GIVEN INSTRUCTION: Please rewrite the items from the line containing "Expected: the pointer indicates a point on the necktie" through the last line of the items, requests included. Scale every coordinate in the answers by 0.8, rounding each to a whole number with halves rounded up.

GIVEN ENTRIES:
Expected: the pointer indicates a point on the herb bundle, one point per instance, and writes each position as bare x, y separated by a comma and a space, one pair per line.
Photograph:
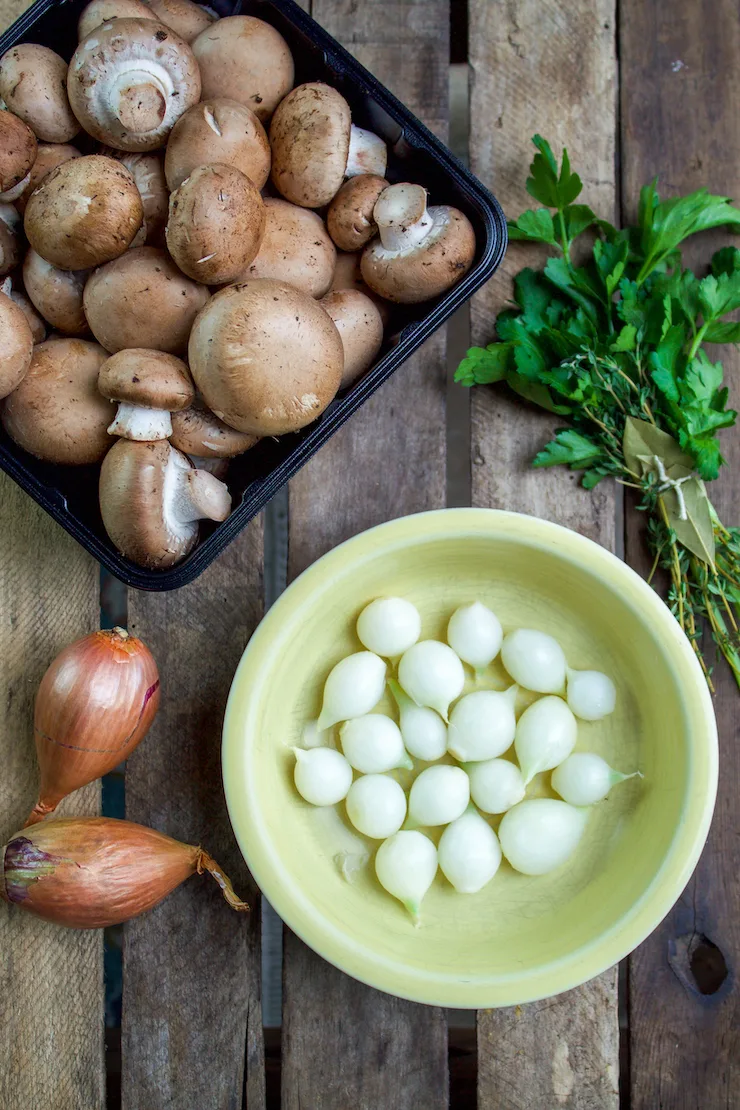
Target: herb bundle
615, 345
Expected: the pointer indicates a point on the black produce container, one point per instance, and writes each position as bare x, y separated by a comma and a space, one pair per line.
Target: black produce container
70, 494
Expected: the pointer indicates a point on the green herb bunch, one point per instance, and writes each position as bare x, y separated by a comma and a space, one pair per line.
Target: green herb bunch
615, 345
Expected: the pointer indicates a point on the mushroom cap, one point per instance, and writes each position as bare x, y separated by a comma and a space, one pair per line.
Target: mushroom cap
216, 223
33, 86
147, 377
218, 130
142, 300
427, 270
57, 412
245, 59
148, 171
10, 224
16, 345
18, 149
130, 81
347, 275
184, 17
132, 498
295, 249
48, 158
101, 11
360, 325
84, 212
56, 293
37, 324
198, 432
266, 357
310, 141
350, 217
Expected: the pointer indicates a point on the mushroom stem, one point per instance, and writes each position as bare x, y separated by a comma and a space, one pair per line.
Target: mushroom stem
140, 422
192, 495
139, 96
402, 217
367, 153
210, 498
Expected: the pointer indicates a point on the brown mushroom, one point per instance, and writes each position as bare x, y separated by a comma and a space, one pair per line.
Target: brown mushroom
218, 130
49, 155
245, 59
18, 149
315, 145
101, 11
56, 293
57, 412
10, 226
201, 435
16, 344
152, 498
84, 212
216, 223
33, 86
129, 82
350, 218
37, 324
184, 17
360, 325
148, 171
142, 300
148, 385
266, 357
347, 275
422, 252
295, 249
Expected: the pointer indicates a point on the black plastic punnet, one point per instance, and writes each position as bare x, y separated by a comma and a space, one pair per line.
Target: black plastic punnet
70, 494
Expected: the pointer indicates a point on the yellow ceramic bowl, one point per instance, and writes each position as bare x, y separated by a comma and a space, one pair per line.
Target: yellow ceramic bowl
521, 938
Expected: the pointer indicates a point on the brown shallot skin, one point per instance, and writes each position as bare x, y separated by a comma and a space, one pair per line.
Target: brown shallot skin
94, 704
88, 873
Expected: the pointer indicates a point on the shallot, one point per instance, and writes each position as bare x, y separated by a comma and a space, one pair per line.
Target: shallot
406, 865
423, 730
545, 736
322, 776
432, 675
540, 834
535, 661
373, 744
585, 778
482, 725
475, 634
89, 873
590, 694
94, 704
354, 687
389, 626
469, 853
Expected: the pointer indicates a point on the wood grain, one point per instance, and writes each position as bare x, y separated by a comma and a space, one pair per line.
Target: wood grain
192, 1021
549, 68
51, 979
343, 1043
679, 94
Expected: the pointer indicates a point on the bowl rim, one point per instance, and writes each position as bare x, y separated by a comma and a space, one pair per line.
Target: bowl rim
585, 962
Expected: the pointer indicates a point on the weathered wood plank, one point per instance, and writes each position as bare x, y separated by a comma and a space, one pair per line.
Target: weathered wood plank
343, 1043
680, 86
51, 979
549, 68
191, 972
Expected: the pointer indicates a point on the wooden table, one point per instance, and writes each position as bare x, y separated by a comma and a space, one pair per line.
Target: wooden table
632, 89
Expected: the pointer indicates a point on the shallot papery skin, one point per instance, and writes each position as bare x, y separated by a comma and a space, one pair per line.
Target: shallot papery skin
94, 704
88, 873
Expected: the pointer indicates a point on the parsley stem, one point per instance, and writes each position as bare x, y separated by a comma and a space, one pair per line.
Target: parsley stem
698, 339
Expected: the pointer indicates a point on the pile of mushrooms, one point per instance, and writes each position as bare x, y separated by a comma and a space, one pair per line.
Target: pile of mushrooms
193, 254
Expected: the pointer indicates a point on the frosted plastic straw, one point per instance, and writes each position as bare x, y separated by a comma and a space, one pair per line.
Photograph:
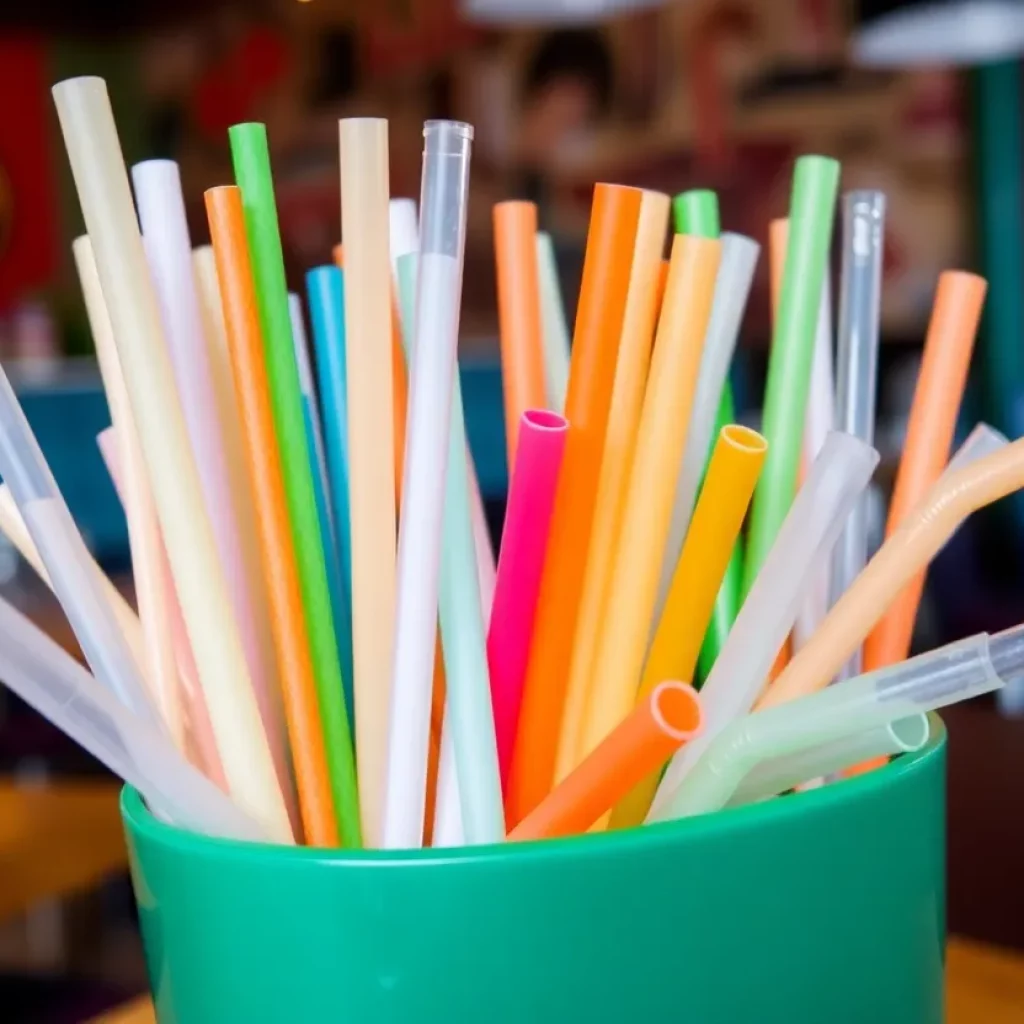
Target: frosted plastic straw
835, 481
371, 439
780, 774
50, 680
857, 364
957, 672
445, 180
524, 543
732, 287
90, 136
554, 325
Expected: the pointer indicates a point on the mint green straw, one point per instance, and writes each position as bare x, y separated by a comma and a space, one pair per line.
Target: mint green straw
812, 207
252, 170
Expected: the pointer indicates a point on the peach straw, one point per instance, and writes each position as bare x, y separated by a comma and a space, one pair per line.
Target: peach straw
624, 420
599, 322
519, 314
263, 462
647, 517
642, 742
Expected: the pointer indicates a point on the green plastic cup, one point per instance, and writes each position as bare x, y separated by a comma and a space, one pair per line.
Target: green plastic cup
828, 905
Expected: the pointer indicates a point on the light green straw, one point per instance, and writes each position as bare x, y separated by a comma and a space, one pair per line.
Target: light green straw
815, 182
252, 170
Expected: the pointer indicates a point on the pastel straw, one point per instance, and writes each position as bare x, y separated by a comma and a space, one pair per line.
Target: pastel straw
651, 488
669, 717
554, 328
524, 544
371, 431
946, 358
633, 364
520, 331
90, 136
325, 822
811, 211
732, 474
598, 327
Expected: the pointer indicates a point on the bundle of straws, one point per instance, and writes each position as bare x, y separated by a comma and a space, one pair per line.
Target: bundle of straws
309, 545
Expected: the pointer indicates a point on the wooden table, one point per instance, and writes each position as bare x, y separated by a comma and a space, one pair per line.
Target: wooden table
984, 985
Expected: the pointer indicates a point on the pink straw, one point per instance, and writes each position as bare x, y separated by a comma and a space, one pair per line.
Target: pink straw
524, 543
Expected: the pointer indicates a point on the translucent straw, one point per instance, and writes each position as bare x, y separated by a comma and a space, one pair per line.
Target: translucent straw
51, 681
445, 180
957, 672
836, 480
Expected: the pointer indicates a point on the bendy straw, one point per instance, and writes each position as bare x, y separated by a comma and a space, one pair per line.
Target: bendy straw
946, 676
371, 440
836, 479
519, 314
324, 820
728, 487
929, 435
445, 181
598, 326
811, 211
645, 739
632, 367
90, 136
651, 489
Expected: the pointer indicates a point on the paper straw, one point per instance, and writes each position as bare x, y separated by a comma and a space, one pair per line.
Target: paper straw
668, 718
371, 431
445, 180
814, 184
943, 372
857, 366
90, 136
524, 544
599, 322
651, 489
728, 487
519, 314
624, 420
555, 330
325, 818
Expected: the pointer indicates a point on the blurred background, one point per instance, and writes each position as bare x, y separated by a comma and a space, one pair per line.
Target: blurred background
670, 95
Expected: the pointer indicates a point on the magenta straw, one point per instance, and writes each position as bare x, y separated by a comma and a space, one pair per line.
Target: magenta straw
524, 543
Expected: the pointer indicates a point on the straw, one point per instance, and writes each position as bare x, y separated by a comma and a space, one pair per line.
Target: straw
554, 329
859, 311
371, 431
906, 552
599, 322
728, 486
651, 491
624, 420
519, 314
90, 136
660, 724
814, 184
445, 181
836, 479
524, 544
325, 816
929, 435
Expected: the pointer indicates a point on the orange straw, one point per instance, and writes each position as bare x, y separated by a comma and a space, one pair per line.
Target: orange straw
519, 314
295, 669
653, 731
592, 370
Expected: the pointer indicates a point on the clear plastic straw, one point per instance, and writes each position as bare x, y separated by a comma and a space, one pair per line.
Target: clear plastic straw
957, 672
837, 478
46, 677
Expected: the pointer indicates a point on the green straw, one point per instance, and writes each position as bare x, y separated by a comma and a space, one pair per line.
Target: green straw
252, 170
812, 207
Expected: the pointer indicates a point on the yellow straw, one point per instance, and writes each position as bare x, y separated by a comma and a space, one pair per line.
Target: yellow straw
624, 418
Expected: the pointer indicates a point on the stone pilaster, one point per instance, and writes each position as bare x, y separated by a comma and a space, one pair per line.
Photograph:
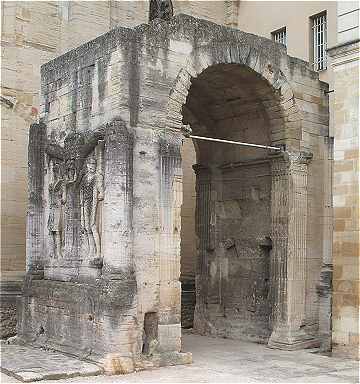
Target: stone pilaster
35, 216
169, 329
203, 233
117, 206
288, 261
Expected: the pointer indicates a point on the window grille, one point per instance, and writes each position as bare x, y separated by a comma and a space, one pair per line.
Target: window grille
319, 31
279, 36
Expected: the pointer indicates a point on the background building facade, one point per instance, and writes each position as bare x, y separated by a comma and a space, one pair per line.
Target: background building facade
35, 32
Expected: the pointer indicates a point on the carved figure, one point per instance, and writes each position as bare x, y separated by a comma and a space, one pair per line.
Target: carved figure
57, 195
91, 192
160, 9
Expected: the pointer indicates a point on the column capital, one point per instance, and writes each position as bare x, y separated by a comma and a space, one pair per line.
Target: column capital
291, 157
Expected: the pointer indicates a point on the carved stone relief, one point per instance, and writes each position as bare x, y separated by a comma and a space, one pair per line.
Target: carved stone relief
91, 191
57, 199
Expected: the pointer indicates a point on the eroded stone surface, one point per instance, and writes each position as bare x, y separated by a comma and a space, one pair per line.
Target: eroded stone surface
105, 195
219, 360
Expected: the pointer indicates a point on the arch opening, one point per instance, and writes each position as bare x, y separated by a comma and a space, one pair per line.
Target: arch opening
225, 261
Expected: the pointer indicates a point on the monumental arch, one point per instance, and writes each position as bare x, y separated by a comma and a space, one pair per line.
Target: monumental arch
105, 194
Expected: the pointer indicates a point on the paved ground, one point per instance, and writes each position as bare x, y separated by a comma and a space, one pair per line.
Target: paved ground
230, 361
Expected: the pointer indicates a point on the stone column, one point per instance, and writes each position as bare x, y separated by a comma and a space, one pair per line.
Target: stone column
203, 233
288, 261
117, 206
35, 226
169, 329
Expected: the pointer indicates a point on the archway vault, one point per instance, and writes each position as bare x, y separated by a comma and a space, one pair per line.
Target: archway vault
113, 113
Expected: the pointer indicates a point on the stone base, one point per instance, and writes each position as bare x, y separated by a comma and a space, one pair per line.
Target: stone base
283, 339
9, 292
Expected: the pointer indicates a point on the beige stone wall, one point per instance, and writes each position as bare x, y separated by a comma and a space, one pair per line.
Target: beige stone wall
33, 33
346, 243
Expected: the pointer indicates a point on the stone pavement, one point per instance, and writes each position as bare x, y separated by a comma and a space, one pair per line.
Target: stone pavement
230, 361
33, 364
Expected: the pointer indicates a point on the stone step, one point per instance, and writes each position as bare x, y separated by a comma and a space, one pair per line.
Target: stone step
28, 364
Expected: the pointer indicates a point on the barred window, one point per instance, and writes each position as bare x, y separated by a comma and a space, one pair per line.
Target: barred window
319, 32
279, 36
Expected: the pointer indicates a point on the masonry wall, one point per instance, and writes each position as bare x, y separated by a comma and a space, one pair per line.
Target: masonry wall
346, 246
33, 33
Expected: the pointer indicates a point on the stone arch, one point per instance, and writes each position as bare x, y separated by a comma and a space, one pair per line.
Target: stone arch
288, 178
283, 110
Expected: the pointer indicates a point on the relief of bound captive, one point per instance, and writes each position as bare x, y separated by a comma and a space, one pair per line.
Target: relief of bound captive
91, 189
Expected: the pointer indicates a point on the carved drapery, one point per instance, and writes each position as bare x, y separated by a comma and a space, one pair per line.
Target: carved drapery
288, 261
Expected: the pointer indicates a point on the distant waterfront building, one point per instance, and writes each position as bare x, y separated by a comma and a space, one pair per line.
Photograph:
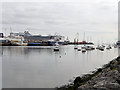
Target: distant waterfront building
118, 43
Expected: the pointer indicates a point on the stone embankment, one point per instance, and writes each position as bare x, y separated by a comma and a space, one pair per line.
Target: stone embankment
105, 78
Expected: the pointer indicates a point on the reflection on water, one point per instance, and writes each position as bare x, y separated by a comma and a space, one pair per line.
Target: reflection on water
41, 67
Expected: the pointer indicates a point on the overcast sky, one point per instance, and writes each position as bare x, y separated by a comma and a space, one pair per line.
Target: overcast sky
97, 18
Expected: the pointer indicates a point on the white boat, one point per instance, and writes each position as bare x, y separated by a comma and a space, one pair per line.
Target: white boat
90, 48
109, 47
79, 49
75, 47
4, 42
56, 47
83, 50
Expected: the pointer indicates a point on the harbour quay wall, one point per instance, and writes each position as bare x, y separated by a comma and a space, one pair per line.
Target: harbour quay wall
105, 78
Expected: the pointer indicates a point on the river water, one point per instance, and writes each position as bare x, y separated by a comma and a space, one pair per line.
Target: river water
41, 67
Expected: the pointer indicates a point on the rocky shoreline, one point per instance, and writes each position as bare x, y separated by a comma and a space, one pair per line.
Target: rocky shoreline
105, 78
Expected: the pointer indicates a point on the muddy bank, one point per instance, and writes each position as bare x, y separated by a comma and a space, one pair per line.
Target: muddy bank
105, 78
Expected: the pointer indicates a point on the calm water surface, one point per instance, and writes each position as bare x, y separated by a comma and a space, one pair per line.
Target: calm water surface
41, 67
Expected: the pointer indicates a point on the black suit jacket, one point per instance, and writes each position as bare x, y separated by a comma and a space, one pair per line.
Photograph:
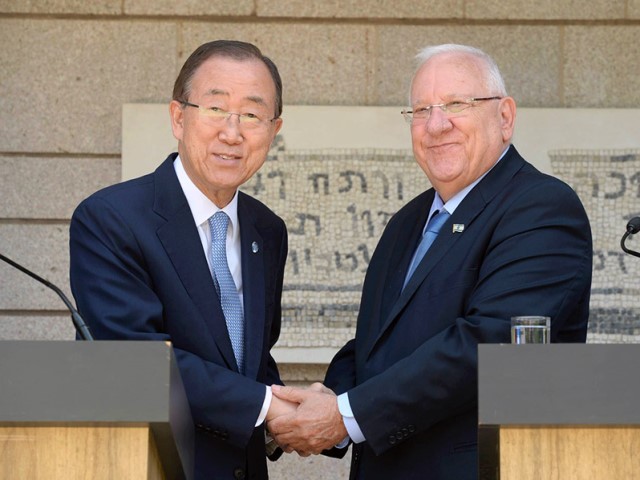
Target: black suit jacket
138, 271
411, 371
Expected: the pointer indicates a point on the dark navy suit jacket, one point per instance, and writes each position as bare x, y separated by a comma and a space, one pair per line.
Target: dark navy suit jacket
411, 370
138, 271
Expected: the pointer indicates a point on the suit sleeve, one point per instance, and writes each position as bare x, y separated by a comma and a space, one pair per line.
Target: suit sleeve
536, 257
120, 300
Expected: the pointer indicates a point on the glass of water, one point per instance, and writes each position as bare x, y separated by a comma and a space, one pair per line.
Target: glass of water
530, 329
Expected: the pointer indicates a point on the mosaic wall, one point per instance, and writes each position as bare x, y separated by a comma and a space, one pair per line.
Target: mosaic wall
608, 184
337, 203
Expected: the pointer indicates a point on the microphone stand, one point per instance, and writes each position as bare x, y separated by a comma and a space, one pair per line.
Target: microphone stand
78, 322
630, 252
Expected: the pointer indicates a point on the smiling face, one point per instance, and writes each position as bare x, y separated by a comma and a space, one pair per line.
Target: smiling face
220, 157
455, 150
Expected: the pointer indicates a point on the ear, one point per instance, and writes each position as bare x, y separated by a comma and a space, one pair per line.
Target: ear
277, 126
176, 112
507, 117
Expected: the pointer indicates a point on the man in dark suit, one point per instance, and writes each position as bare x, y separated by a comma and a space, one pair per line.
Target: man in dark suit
513, 241
149, 260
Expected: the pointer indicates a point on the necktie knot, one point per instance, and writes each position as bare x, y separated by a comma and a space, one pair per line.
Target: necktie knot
218, 223
428, 237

FULL ANSWER:
Expected: the pointer indicates a point on the necktie knot, one point per instance, and writes each position as bare x, y separated by a comma and a space, one pair per line.
Target: necktie knot
174, 178
342, 190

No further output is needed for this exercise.